Critical Limb Ischemia Volume I United States Epidemiology, 2010
Prevalence, Market Opportunities and Analysis of the Two Most Common Comorbidities: Diabetes and Chronic Kidney Disease
Research on the epidemiology of critical limb ischemia remains sparse. Population-based research regarding the U.S. prevalence of CLI appears to be nonexistent. To date, the number of U.S. citizens suffering from CLI has been estimated based on fewer than 5 papers published on European populations.
In addition to lack of U.S. data, there appears to be no global data on the number of people suffering from CLI.
CLI Volume I contains a comprehensive analysis of four main topics: the 2010 prevalence of critical limb ischemia in the United States; CLI projections for the 2010-2030 period; the market implications for endovascular and pharmaceutical therapies and the most appropriate methods for estimating the prevalence of CLI in international markets.
Prevalence is defined as the number of new and old cases of critical limb ischemia.
Peer-reviewed research on the incidence and prevalence of critical limb ischemia in geographic areas and populations, as well as in comorbid conditions, is reviewed, analyzed and assessed for applicability to the U.S. population. Because diabetes and chronic kidney disease are both highly prevalent in the critical limb ischemia population, research relating to these two comorbidities is analyzed in great detail.

- [To do]
1. Transcribe the passage of the critical limb ischemia report description between "Peer-reviewed research on" and "in great detail.", inclusive.
2. List the four main topics that the critical limb ischemia report description says Volume I analyzes.

- [Recorded information]
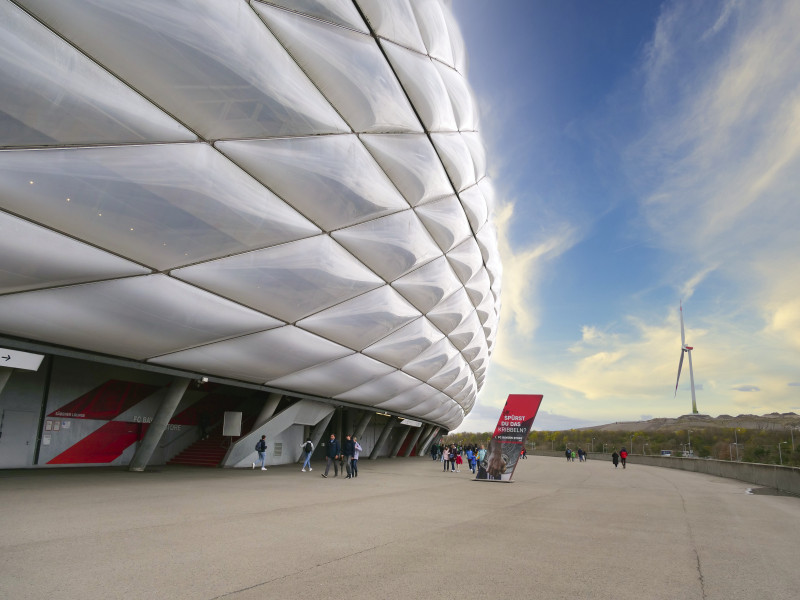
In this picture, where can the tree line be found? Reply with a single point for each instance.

- [Per-task outputs]
1.
Peer-reviewed research on the incidence and prevalence of critical limb ischemia in geographic areas and populations, as well as in comorbid conditions, is reviewed, analyzed and assessed for applicability to the U.S. population. Because diabetes and chronic kidney disease are both highly prevalent in the critical limb ischemia population, research relating to these two comorbidities is analyzed in great detail.

2.
1. The 2010 prevalence of critical limb ischemia in the United States
2. CLI projections for the 2010-2030 period
3. The market implications for endovascular and pharmaceutical therapies
4. The most appropriate methods for estimating the prevalence of CLI in international markets